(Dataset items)
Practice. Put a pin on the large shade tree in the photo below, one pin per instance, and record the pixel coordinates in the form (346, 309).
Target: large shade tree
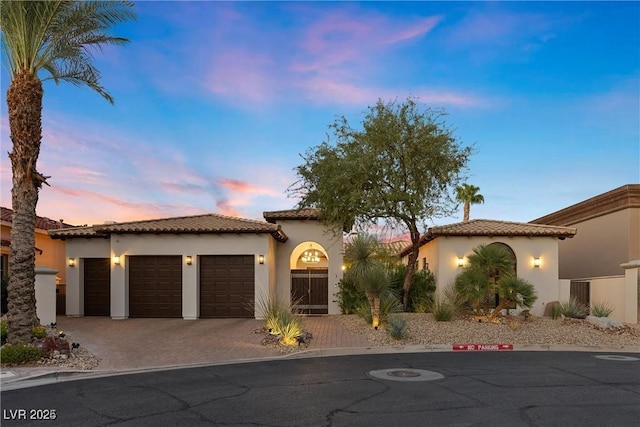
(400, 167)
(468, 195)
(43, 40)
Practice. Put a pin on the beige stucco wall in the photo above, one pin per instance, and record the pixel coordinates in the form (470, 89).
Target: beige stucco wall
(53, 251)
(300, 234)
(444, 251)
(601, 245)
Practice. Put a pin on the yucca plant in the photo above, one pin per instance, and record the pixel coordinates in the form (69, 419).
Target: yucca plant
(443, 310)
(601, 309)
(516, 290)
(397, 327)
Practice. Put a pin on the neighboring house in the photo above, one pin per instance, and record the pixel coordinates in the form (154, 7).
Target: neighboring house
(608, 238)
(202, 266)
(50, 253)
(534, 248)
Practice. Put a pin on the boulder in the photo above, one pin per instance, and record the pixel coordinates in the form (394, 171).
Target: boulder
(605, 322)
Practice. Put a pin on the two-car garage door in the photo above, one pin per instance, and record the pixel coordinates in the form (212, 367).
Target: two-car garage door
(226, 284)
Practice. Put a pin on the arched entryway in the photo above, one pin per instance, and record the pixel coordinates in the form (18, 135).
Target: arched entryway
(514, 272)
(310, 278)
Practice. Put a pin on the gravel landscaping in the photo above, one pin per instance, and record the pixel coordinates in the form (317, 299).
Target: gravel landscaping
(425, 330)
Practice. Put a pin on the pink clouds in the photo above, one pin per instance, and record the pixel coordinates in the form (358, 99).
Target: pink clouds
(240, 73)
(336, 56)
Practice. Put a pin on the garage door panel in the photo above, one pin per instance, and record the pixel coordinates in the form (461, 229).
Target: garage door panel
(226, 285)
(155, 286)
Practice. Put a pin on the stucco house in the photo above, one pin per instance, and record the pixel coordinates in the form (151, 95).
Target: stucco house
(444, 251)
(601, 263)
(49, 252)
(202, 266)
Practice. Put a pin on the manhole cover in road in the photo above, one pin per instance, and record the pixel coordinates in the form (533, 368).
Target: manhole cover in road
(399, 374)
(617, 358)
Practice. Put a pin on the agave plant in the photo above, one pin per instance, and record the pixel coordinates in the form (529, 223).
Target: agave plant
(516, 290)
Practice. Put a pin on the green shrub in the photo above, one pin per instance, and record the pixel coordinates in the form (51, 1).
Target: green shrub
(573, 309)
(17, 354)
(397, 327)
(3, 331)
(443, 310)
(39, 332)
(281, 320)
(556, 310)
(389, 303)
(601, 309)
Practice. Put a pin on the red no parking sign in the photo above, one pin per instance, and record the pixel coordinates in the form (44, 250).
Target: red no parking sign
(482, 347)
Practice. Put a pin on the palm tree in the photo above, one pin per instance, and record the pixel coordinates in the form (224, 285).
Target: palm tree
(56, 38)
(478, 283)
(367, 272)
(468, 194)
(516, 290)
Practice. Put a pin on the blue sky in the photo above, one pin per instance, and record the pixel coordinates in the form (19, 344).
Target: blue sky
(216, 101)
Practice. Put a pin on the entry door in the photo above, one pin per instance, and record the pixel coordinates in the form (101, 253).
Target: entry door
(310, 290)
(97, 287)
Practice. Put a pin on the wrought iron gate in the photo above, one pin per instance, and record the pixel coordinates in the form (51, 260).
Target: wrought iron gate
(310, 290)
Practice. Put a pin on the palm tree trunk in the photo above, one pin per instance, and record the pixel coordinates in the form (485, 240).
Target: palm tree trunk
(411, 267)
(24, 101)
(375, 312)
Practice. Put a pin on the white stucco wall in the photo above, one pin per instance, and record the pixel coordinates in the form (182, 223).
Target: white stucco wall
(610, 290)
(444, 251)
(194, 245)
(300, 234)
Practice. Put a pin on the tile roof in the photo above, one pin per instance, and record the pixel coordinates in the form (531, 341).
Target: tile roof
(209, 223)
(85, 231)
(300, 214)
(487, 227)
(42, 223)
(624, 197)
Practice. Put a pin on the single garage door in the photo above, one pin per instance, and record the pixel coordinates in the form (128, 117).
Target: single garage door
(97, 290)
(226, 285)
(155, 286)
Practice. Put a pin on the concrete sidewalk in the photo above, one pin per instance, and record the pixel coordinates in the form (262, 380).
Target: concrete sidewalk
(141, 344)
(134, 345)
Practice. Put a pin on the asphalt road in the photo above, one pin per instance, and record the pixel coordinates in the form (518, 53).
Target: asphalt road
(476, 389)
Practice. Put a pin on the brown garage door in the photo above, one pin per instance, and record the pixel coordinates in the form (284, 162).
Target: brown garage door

» PROBLEM DESCRIPTION
Transcribe the whole listing exactly. Pictures stay out of your copy.

» EXERCISE RESULT
Practice. Put a pin on the large shade tree in the photo below, one pin per instance, and record the pixel coordinates in the form (346, 309).
Target: large shade tree
(400, 167)
(468, 195)
(43, 40)
Practice. Put a pin on the beige stucco wall in the photo above, one pin per instance, and record the pixel coordinates in the form (470, 89).
Target: beige stucco wall
(53, 251)
(300, 234)
(444, 251)
(601, 245)
Practice. Put a pin on the yucca plant in the photo above, one pin per instance, and record the pixel coordinates in the form (69, 419).
Target: yucca plant
(443, 310)
(601, 309)
(516, 290)
(397, 327)
Practice. Put a pin on the neighboring house in the photo above, one pin per instance, and record the pixel coordinates in the form (154, 7).
Target: neighboring house
(608, 238)
(202, 266)
(50, 253)
(534, 248)
Practice. Put a pin on the boulder in the photo above, one pin per instance, and record the pixel coordinates in the form (394, 171).
Target: boulder
(605, 322)
Practice. Put a pin on the two-car garage door in the photo above, one pin per instance, and record the pixel coordinates in the form (212, 367).
Target: two-car garage door
(226, 284)
Practice. Put a pin on the arched entryway in the photo above, one pin per instance, and record the pixel coordinates in the form (18, 135).
Target: arched entryway
(514, 272)
(310, 278)
Practice. Put a pin on the gravel landscaping in the photo above, one pin per instance, and record the pixel coordinates in the form (317, 299).
Target: gravel landscaping
(425, 330)
Practice. Put a pin on the pink clouds in the photo above, one pin per instance, and record the pixel coordinates in the form (358, 99).
Target: pink clouds
(240, 73)
(336, 56)
Practice. Put a pin on the garage door panel in the photo above, one pin per instance, and record the pixel coordinates in the form (461, 229).
Target: garage door panel
(226, 285)
(155, 286)
Practice. Put a pin on the stucco house in the photo above, one pin per instance, and record the pixel coordinates in the form (151, 95).
Target: stucco house
(444, 251)
(601, 263)
(49, 252)
(202, 266)
Practice. Put a pin on the manhole cover in road in the photo above, one pin per instance, and record the pixel coordinates in the form (533, 368).
Target: manhole cover in road
(399, 374)
(617, 358)
Practice. Put a pin on the agave plant in the photo above, one pin per instance, and record the pixel coordinates in the form (529, 223).
Target: agave plant
(516, 290)
Practice. Put a pin on the green shrub in the photo above, one pin per instance, and record the pixel coordinates in the form (51, 1).
Target: green shrub
(573, 309)
(17, 354)
(397, 327)
(3, 331)
(443, 310)
(39, 332)
(281, 320)
(556, 310)
(389, 303)
(601, 309)
Practice. Put a pin on the red no parking sign in the photo above, one pin per instance, and record the pixel coordinates in the form (44, 250).
Target: red no parking sign
(482, 347)
Practice. Put a pin on the palm tree in the photo above, one pin per instance, and record the pixel coordinates in the form (224, 285).
Target: palm tree
(56, 38)
(478, 283)
(367, 272)
(468, 194)
(516, 290)
Practice. Put a pin on the blue sky in the photo above, one pin per instance, and record the pixel coordinates in the form (19, 344).
Target: blue sky
(216, 101)
Practice. Put a pin on the entry door in the photo above, one pin per instance, and record the pixel coordinates in the form (101, 253).
Target: entry door
(310, 290)
(97, 287)
Practice. Put a pin on the wrought iron gate in the photo above, one pin per instance, and record the pixel coordinates in the form (51, 260).
Target: wrought iron gate
(310, 290)
Practice. Put a pin on the palm tree trunk in the photo above, one pin per instance, and record the pixel coordinates in the form (485, 240).
Target: palm tree trunk
(411, 267)
(24, 101)
(375, 312)
Practice. Put a pin on the white stucco wall in the photo above, one pin per instance, and record the pixel coordinates in the form (182, 223).
Target: white stucco wall
(610, 290)
(444, 251)
(194, 245)
(300, 234)
Practice. Put a pin on the tile roof in the photo above, one pin per instance, and record the pixel coordinates in the form (531, 341).
Target: tile roof
(209, 223)
(85, 231)
(300, 214)
(487, 227)
(42, 223)
(624, 197)
Practice. Put a pin on the single garage door in the photo above, one pin per instance, and record the pixel coordinates in the form (128, 117).
Target: single garage door
(97, 290)
(226, 285)
(155, 286)
Practice. Put a pin on the concrete sidewalk in the photo above, one pin per instance, and record the pixel coordinates in the form (262, 380).
Target: concrete sidewalk
(141, 344)
(134, 345)
Practice. Put a pin on the asphalt road in the photo above, one pin per instance, and record the pixel coordinates in the form (518, 53).
Target: asphalt road
(476, 389)
Practice. Put a pin on the brown garage door in the photo above, one pin per instance, and record the pixel coordinates in the form (284, 162).
Target: brown garage door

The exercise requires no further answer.